** A run of records **

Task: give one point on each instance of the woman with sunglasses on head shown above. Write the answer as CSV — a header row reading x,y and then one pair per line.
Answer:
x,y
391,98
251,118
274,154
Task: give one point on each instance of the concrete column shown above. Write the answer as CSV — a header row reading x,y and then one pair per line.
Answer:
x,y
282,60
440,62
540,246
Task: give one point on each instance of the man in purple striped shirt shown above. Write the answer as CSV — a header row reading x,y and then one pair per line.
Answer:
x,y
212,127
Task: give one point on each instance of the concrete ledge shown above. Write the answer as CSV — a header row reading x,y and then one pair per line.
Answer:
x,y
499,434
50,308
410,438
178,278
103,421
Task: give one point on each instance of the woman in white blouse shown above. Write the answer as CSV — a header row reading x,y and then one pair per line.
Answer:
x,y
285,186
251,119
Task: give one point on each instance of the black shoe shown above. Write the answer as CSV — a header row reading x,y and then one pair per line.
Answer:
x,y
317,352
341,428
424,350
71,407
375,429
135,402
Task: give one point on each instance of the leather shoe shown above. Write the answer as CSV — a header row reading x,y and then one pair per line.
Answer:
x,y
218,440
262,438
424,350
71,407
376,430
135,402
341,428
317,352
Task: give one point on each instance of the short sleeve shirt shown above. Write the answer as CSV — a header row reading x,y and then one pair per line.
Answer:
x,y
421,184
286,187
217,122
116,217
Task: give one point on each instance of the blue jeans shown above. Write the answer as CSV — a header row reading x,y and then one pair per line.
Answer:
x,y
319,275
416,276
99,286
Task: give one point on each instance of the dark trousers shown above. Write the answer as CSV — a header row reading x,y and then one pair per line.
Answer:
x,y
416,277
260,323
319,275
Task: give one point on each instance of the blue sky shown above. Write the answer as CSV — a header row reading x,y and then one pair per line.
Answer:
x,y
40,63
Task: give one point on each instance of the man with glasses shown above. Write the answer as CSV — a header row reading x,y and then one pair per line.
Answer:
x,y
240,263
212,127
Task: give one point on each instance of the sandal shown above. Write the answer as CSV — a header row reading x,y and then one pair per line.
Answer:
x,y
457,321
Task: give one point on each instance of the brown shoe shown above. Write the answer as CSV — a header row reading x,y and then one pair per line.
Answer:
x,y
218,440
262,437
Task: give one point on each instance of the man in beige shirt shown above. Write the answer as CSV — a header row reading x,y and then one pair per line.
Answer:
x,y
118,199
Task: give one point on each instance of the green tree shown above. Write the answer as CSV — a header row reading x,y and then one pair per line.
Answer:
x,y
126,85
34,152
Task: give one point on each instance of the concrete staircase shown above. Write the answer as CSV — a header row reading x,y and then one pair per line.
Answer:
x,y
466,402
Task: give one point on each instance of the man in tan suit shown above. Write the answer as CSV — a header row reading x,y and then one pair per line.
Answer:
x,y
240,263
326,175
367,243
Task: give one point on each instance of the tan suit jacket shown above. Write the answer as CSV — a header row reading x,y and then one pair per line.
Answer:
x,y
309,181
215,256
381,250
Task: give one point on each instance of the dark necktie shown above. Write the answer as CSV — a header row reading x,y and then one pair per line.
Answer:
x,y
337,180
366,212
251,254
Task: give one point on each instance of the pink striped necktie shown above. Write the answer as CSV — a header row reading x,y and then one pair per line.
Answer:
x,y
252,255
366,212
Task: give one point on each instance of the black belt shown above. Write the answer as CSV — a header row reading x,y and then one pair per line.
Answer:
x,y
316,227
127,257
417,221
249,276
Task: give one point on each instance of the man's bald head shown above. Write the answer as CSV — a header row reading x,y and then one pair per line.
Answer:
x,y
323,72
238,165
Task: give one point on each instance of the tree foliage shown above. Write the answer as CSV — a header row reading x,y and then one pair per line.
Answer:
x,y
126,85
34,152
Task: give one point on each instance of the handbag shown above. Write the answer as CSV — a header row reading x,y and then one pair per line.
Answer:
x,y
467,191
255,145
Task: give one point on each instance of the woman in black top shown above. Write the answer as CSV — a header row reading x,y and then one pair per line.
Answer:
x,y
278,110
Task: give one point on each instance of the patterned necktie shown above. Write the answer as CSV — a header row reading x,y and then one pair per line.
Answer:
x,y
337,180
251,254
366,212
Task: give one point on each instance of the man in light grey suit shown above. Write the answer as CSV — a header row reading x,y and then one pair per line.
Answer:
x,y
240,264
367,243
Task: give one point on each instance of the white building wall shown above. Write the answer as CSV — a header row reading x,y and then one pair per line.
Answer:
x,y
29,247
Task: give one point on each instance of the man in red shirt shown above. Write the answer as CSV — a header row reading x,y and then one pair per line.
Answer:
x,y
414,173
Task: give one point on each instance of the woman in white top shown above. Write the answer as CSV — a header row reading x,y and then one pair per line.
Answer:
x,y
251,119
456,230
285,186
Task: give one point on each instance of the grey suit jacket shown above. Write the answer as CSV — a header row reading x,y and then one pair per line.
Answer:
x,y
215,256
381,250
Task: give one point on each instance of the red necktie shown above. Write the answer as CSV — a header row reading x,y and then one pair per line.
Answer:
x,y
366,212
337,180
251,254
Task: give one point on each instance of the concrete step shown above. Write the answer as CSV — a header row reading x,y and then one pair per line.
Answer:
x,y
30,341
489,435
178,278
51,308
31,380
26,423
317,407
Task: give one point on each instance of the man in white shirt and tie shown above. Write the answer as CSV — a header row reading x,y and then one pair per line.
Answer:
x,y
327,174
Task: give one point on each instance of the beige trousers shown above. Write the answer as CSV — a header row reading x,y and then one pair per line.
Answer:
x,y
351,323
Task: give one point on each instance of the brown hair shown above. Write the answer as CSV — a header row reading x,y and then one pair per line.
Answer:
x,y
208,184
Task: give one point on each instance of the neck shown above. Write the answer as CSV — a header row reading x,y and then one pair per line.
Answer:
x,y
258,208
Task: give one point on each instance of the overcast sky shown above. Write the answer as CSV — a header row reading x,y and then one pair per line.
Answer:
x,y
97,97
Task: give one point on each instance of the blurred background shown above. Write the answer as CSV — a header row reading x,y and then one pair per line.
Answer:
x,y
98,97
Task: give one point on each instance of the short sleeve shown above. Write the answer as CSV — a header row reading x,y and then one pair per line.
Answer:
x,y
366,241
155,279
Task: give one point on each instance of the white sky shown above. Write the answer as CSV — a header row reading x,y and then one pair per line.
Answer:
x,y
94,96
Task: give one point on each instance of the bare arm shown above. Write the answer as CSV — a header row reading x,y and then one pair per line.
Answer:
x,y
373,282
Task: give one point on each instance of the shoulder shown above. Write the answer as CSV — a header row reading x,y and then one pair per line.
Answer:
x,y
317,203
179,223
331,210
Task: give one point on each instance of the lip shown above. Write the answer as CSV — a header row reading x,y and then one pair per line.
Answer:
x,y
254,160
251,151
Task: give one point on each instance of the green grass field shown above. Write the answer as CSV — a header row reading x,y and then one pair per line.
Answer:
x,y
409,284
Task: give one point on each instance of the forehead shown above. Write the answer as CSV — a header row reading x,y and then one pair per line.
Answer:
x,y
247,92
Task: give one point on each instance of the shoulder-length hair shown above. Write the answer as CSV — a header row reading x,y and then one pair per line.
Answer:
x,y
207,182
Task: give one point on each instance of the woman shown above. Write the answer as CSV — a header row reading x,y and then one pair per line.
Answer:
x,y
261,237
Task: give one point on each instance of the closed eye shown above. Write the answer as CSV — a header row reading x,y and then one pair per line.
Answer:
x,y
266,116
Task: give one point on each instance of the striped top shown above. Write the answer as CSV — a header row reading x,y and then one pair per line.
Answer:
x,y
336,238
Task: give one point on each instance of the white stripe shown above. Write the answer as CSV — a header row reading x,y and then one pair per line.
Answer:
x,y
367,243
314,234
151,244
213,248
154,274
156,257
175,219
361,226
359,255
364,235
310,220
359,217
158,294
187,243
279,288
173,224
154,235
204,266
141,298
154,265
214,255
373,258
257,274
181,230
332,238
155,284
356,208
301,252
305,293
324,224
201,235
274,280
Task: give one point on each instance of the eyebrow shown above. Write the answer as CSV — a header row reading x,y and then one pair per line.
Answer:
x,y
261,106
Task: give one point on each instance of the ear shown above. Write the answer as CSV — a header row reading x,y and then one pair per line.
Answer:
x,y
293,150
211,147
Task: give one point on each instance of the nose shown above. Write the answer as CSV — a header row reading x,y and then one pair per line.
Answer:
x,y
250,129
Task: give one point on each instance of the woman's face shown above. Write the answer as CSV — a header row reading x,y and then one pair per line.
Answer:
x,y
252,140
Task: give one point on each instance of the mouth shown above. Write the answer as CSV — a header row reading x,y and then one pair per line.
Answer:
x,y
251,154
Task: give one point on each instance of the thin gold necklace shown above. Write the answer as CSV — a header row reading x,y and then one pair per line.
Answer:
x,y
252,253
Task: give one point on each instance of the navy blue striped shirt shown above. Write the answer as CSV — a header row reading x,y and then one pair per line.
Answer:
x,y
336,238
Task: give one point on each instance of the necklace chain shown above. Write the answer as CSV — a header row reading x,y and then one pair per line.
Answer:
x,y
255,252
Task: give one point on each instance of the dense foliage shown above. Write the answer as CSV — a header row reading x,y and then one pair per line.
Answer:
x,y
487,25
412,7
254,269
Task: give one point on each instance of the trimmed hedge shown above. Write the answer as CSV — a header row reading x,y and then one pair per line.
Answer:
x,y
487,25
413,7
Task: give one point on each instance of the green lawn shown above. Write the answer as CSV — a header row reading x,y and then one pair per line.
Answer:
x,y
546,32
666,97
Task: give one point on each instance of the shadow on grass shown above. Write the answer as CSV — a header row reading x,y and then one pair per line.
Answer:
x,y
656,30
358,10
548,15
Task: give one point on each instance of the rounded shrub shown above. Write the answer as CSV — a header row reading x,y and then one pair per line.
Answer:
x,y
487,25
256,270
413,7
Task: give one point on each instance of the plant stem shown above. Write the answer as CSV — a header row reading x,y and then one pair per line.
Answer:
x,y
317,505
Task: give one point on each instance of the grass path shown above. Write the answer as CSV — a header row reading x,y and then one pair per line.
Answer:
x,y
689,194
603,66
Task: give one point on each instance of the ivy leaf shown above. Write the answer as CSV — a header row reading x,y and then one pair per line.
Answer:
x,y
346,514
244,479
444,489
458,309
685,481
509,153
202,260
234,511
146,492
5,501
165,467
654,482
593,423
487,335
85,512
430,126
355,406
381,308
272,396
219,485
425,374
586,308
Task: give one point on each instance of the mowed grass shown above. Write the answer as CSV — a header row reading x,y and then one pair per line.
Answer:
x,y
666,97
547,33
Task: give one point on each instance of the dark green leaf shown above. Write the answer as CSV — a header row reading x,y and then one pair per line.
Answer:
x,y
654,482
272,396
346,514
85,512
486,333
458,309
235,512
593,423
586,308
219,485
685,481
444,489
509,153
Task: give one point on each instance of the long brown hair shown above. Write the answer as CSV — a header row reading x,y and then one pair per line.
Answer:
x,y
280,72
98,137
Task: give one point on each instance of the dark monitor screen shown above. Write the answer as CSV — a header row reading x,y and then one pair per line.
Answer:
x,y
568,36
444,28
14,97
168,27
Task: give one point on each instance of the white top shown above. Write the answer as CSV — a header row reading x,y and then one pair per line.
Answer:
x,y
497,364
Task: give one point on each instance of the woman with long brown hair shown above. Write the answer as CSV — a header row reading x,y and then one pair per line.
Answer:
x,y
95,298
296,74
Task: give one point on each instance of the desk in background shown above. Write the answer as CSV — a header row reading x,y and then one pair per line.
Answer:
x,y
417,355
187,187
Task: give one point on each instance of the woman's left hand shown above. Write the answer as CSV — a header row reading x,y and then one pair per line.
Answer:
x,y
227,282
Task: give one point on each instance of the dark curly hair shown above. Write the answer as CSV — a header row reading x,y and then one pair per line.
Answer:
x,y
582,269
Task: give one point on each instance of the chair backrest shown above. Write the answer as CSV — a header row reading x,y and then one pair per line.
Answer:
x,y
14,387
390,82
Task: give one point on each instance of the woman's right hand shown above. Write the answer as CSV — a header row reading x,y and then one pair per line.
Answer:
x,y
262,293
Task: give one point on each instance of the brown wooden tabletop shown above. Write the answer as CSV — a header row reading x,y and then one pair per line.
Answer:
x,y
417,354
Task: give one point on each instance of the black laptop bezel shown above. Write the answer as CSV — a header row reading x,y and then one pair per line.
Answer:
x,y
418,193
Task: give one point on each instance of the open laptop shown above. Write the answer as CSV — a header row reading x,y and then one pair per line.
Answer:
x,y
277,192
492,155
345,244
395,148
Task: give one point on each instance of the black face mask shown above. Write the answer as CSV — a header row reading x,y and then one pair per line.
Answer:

** Set problem **
Could you quote, exactly as they appear, the line containing "Task: give one point on each instance of the woman's left" and every line after it to the end of the records above?

** Written answer **
Task: give one point on each instance of the woman's left hand shown above. Write the answer as CSV — a header row reading x,y and then one pair per line.
Answer:
x,y
227,282
Task: give one point on each instance of the dark curly hair shown above. Write the answer as CSV — a header row reading x,y and then one pair per line.
Answer:
x,y
582,269
Task: give one point on each instance of the chair backrest shown above. Write the answer as CSV — a header row reading x,y and then one pair per line.
Answer:
x,y
14,387
390,82
Task: give one point on each instance of the woman's right hand shown above. Write the answer as CSV — a header row reading x,y and then one pair per line.
Answer:
x,y
262,293
Task: give one point on each instance of the brown wooden tabletop shown above. Write the answer as CSV — a header row reading x,y and then one pair per line.
Answer:
x,y
417,354
Task: give one point on each instance of the black laptop bezel shown above. Write the answer as CSV — a header row reading x,y and then one pair per line.
Answer:
x,y
418,193
Task: give one point on each instance of the open laptop shown above. Write the answer as CSV — a header row reading x,y and then one pair per line.
Answer:
x,y
277,192
492,155
345,244
395,148
Task: give one point on each instance of the black face mask shown above. Write the answer as CSV — a header row reading x,y and then one pair per line.
Answer:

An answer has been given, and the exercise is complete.